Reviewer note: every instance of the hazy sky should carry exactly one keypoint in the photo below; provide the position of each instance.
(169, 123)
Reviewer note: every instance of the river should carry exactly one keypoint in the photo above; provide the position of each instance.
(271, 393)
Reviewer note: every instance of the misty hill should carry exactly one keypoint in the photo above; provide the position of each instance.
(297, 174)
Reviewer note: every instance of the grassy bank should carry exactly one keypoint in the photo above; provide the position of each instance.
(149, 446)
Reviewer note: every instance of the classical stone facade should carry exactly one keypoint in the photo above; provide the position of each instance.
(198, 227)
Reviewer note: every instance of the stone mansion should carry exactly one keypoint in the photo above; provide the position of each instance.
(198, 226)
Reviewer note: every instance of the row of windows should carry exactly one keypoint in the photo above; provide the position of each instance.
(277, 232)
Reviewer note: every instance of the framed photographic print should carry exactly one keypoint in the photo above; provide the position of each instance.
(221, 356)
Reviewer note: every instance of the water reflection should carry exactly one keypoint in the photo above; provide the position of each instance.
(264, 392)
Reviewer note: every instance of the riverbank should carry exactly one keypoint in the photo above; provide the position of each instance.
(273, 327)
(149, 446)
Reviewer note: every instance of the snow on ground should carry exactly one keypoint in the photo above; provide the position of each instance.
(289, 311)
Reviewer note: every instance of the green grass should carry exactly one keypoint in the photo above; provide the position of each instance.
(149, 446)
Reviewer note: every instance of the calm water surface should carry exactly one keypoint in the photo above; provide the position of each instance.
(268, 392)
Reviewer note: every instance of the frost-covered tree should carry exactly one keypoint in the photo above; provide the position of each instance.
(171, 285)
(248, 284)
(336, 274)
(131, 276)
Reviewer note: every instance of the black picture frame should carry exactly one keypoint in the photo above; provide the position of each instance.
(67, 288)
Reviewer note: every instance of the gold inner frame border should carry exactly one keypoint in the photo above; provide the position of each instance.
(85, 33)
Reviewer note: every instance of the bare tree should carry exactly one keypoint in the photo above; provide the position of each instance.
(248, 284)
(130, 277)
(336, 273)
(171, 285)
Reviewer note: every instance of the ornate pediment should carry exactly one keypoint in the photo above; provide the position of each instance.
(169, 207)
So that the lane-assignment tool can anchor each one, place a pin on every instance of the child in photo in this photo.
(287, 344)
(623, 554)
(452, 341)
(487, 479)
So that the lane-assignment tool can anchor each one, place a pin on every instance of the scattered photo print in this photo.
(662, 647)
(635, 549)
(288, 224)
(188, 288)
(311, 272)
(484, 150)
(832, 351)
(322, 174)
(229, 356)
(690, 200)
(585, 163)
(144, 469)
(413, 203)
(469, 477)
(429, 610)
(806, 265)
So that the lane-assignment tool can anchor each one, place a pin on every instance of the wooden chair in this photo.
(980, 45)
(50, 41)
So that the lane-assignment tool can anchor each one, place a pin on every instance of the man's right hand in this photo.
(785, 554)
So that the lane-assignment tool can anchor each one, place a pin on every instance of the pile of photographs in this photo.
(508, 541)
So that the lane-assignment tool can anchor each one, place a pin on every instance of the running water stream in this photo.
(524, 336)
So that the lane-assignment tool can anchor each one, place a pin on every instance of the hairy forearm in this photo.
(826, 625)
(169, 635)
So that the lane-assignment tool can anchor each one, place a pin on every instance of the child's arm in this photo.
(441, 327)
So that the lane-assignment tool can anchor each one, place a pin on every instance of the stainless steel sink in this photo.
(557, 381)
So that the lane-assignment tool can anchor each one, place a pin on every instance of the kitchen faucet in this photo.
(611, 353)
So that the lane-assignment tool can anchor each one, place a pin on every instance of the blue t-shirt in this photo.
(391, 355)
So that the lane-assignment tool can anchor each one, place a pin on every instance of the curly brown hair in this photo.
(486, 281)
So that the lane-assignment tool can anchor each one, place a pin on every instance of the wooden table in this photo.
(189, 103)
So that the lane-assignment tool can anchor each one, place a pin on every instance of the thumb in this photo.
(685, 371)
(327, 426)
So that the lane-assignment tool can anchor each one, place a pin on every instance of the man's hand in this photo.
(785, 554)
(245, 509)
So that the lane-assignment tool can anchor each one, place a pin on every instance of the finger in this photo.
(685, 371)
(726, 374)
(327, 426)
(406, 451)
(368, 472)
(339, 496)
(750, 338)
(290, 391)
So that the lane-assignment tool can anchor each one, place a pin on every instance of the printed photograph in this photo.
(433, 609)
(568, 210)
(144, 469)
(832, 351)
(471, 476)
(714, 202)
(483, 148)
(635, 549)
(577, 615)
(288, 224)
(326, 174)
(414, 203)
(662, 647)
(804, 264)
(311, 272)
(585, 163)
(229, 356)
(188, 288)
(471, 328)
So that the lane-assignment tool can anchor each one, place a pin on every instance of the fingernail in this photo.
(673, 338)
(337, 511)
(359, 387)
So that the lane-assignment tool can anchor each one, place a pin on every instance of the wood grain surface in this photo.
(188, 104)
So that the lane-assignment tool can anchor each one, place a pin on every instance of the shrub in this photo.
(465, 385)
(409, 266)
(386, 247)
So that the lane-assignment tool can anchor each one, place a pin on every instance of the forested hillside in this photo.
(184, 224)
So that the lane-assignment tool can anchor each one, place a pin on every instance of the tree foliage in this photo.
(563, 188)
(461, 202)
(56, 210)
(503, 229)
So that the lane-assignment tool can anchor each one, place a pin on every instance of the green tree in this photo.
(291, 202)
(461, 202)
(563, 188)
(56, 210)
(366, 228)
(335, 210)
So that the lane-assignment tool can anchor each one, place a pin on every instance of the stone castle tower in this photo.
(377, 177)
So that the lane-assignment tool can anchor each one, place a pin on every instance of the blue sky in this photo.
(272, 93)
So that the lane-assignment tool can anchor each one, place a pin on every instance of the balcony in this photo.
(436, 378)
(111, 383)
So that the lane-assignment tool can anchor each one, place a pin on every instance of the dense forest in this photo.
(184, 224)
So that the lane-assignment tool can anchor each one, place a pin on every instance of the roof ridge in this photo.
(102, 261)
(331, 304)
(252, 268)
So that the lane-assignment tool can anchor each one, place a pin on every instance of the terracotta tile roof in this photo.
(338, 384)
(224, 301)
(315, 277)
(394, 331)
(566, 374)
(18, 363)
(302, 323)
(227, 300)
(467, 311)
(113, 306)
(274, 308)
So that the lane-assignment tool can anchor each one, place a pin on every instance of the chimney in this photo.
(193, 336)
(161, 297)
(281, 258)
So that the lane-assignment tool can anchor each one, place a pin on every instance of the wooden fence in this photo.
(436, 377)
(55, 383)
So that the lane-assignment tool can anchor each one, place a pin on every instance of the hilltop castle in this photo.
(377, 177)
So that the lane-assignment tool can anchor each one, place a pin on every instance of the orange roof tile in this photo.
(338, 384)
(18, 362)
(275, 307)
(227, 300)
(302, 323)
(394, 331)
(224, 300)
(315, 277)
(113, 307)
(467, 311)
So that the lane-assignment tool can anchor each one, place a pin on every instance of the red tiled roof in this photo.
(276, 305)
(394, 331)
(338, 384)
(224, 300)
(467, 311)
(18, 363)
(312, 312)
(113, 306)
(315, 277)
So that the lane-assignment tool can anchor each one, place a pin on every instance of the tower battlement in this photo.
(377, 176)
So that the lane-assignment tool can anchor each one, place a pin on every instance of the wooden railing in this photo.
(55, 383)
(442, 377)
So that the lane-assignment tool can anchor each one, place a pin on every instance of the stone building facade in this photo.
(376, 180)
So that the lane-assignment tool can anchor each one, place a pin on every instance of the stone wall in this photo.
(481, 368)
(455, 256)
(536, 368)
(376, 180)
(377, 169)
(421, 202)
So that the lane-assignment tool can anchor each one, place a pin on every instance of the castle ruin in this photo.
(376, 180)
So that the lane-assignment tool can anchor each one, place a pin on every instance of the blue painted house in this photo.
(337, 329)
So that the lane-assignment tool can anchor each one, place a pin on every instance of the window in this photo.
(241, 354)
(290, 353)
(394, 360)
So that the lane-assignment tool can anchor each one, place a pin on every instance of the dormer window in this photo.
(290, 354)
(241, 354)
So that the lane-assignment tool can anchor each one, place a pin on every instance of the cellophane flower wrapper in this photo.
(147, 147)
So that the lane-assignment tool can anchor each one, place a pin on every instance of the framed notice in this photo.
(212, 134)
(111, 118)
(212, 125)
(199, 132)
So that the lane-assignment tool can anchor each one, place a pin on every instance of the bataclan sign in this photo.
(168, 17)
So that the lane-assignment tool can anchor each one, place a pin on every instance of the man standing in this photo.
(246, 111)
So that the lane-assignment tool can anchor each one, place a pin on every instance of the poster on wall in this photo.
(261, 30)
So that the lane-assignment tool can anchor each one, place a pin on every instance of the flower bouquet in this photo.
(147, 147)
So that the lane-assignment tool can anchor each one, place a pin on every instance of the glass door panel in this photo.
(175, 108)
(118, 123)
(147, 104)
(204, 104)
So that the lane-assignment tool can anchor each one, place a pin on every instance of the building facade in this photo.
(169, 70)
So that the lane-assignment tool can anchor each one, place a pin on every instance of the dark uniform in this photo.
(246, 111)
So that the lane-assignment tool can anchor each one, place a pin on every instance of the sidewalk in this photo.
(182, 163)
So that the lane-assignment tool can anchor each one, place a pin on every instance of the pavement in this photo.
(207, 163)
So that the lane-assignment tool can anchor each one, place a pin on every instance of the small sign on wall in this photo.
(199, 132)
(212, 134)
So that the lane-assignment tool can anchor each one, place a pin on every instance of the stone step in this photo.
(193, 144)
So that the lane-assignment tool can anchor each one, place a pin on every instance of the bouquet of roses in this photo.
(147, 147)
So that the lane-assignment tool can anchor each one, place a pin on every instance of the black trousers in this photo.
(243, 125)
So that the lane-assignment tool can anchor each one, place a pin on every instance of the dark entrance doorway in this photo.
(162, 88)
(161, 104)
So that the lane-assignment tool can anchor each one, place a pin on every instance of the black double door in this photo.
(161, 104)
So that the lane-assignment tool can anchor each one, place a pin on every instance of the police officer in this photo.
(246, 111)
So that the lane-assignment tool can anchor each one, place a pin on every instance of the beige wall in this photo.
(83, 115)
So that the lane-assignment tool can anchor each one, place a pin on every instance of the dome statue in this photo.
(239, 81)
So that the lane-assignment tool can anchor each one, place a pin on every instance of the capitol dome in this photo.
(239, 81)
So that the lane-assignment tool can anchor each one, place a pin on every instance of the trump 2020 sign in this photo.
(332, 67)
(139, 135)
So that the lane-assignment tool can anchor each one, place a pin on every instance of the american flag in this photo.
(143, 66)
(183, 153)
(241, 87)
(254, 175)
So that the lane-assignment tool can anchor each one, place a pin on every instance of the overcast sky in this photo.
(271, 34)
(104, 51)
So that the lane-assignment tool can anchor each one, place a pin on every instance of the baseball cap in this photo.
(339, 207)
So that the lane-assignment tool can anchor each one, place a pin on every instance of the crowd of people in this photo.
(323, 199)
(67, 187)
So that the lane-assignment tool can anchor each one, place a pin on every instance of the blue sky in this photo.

--------------------------------------------------

TASK TO COMPLETE:
Write out again, exactly as they appear above, the lines from the one containing "people in this photo." to the final line, and only those.

ANSWER AREA:
So that the lane-assignment tool can anchor each one, place a pin on every instance of the crowd of people in this photo.
(323, 199)
(67, 187)
So that the lane-assignment tool can anchor each one, place a pin on every instance of the blue sky in this photo.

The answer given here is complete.